%%

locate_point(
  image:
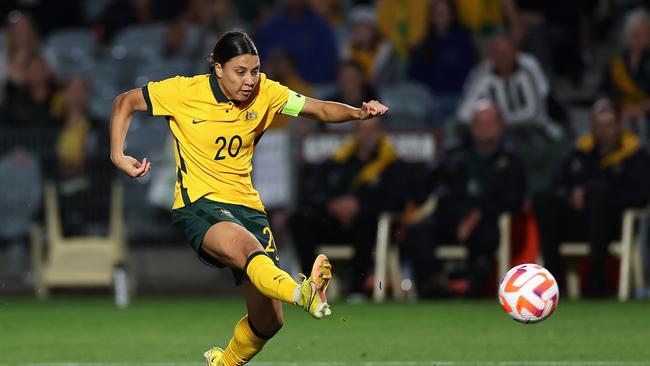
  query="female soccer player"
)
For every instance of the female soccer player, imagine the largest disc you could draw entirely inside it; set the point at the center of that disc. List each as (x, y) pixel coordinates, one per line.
(217, 119)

%%

**WHAT THE TASK ASKS**
Rewrite the material above with "disc" replaced by "circle" everywhere and everything else unchanged. Leave out the pictures.

**ANSWER TO THE EXERCISE**
locate_point(
  image:
  query="female soccer player"
)
For every instance of the female soccer player, imagine the largest circle you could draw entirely inside it; set the point at the center of that circle. List each as (x, y) pixel coordinates, one per line.
(217, 119)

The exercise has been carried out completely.